_TASKS TO COMPLETE:_
**a.** Echo the crossfire excerpt word for word, starting at "The concept of" and ending at "the regimental gun.".
**b.** Summarize the crossfire excerpt in two sentences.
**c.** Answer these questions on the crossfire excerpt:
(i) Who led the Swedish cavalry that seized the Imperial artillery at the First Battle of Breitenfeld?
(ii) What were groups of machine guns protecting the front of the trenches called?
(iii) What term does the crossfire excerpt give in parentheses for harm caused to a third party by the action of belligerents?

_EXCERPT:_
********************

The concept of overlapping arcs of fire drove major developments in the use of cannon in early modern Europe. The star fort forced attackers approaching the walls into the overlapping enfilade of the protruding bastions; attempts to achieve a similar effect through maneuver on the battlefield were limited by the weight and size of the artillery of the time. The earliest experiments in mobile artillery, such as the leather cannon, were generally flawed due to the limitations of the materials science of the period, but eventually gave rise to the regimental gun.

Perhaps the most famous example of crossfire tactics in early modern warfare occurred in the final stages of the First Battle of Breitenfeld. Swedish cavalry under Gustavus Adolphus outflanked and seized the artillery pieces of the Imperial army. As the battle had progressed, the Imperial guns were now well-positioned to fire upon the bulk of the Imperial army, and the crossfire of Swedish and captured cannon shattered the Imperial forces.

==Trench warfare==
The tactic of using overlapping arcs of fire came to prominence during World War I where it was a feature of trench warfare. Machine guns were placed in groups, called machine-gun nests, and they protected the front of the trenches. Many people died in futile attempts to charge across the no man's land where these crossfires were set up.

=="Caught in the crossfire"==
To be "caught in the crossfire" is an expression that often refers to unintended casualties (bystanders, etc.) who were killed or wounded by being exposed to the gunfire of a battle or gun fight, such as in a position to be hit by bullets of either side. The phrase has come to mean any injury, damage or harm (physical or otherwise) caused to a third party due to the action of belligerents (collateral damage).

********************

_THE DATA:_

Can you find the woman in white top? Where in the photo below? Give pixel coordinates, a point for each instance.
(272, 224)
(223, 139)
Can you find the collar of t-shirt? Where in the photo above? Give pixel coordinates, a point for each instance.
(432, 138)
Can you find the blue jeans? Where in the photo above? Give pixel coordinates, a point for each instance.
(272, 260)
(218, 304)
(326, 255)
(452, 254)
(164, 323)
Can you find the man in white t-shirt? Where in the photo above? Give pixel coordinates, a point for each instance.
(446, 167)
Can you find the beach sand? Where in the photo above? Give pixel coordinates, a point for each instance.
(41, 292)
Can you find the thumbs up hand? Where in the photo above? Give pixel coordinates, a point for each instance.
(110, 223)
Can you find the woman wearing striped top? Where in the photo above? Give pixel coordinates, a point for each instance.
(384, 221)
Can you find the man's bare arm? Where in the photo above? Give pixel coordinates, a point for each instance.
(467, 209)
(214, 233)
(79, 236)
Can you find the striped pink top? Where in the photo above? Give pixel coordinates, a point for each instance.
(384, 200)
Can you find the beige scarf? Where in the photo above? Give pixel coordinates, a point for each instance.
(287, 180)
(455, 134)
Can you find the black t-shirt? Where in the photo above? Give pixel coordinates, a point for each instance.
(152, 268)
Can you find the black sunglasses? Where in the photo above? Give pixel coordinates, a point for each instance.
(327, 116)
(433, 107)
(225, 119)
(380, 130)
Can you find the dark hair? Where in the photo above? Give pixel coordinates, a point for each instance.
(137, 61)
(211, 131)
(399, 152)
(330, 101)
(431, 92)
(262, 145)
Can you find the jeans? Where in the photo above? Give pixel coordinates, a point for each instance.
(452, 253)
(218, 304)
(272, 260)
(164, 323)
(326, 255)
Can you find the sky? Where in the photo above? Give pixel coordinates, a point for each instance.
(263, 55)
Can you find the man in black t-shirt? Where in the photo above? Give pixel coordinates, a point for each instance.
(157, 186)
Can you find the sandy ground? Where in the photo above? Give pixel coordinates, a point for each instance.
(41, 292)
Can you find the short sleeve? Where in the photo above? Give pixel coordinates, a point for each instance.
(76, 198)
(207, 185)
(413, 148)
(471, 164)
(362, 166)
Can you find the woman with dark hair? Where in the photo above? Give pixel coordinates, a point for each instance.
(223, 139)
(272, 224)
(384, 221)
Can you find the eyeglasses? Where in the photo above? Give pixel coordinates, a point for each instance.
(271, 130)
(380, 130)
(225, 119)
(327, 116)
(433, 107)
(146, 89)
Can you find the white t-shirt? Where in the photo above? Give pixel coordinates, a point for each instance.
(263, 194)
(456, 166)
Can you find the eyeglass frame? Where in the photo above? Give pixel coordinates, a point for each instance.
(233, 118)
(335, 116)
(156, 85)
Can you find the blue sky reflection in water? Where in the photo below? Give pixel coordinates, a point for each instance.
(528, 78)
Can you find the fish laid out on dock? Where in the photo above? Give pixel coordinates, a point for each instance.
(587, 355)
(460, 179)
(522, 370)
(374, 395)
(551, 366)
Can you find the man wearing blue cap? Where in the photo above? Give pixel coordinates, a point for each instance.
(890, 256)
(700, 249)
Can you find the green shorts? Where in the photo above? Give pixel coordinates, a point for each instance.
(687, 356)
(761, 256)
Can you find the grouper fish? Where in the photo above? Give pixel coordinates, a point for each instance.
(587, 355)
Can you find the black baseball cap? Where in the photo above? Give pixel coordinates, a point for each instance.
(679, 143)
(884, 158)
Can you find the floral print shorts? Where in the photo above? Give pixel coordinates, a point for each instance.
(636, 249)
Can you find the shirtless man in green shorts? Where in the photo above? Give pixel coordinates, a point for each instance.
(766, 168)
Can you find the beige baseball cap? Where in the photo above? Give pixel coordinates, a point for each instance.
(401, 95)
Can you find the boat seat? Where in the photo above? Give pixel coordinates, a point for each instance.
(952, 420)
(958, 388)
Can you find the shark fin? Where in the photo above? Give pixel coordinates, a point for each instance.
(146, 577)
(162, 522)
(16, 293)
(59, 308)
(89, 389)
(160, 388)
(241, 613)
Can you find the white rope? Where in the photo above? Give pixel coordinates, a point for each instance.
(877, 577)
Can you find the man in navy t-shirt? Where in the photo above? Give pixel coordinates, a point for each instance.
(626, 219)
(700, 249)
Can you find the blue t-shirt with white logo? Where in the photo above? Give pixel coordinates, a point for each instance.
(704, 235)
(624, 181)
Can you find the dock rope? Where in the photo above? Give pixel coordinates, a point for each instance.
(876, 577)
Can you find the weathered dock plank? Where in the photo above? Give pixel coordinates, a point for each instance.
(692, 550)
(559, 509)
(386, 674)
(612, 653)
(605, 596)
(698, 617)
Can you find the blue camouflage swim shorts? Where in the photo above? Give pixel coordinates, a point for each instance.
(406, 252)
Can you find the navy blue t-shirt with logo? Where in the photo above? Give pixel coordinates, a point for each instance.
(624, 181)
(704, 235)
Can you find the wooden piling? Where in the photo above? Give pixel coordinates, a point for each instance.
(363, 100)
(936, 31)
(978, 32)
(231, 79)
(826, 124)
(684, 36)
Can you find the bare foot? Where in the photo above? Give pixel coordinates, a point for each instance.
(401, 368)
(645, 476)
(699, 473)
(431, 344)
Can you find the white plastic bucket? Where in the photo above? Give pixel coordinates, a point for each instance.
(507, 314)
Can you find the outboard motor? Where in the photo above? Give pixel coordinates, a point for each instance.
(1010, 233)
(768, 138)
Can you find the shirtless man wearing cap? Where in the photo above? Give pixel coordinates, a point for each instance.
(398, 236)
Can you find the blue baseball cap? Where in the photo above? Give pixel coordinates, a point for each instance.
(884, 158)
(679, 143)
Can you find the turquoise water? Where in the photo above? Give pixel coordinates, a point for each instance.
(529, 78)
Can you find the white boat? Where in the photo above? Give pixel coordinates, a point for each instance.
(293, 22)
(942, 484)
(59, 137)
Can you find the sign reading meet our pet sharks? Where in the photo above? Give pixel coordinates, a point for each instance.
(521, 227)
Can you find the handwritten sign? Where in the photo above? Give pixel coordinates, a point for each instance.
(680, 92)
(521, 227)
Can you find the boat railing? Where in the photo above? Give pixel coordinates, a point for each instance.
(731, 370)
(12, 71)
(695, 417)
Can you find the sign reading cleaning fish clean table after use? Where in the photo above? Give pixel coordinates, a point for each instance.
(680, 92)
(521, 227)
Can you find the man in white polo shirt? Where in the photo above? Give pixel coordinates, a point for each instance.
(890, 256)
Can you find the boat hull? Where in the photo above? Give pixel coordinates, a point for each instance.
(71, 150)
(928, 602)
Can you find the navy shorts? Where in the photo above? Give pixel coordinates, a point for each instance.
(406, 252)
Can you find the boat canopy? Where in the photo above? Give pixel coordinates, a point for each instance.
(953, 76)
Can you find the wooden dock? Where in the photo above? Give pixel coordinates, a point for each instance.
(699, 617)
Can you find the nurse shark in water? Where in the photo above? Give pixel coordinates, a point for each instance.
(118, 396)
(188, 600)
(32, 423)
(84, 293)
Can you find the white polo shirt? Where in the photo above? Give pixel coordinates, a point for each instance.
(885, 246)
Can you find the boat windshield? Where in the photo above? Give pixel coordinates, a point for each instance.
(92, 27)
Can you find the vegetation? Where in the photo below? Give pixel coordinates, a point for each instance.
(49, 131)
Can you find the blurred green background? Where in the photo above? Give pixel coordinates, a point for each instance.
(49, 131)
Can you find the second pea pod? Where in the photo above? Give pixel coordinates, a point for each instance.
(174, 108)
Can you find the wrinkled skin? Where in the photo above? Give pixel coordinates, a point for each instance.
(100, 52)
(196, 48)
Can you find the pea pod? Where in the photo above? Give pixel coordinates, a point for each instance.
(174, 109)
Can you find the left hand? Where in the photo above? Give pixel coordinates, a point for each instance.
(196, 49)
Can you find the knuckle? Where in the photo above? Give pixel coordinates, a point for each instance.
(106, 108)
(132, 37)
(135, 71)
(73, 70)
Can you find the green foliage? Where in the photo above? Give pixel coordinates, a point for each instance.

********************

_OUTPUTS IN ORDER:_
**a.**
The concept of overlapping arcs of fire drove major developments in the use of cannon in early modern Europe. The star fort forced attackers approaching the walls into the overlapping enfilade of the protruding bastions; attempts to achieve a similar effect through maneuver on the battlefield were limited by the weight and size of the artillery of the time. The earliest experiments in mobile artillery, such as the leather cannon, were generally flawed due to the limitations of the materials science of the period, but eventually gave rise to the regimental gun.

**b.** Overlapping arcs of fire shaped the use of cannon in early modern Europe, from star forts to the crossfire that shattered the Imperial army at the First Battle of Breitenfeld, and became a feature of World War I trench warfare with machine-gun nests. The expression "caught in the crossfire" refers to bystanders hit by the gunfire of either side, and more broadly to any harm done to a third party by the actions of belligerents.

**c.**
(i) Gustavus Adolphus
(ii) Machine-gun nests
(iii) Collateral damage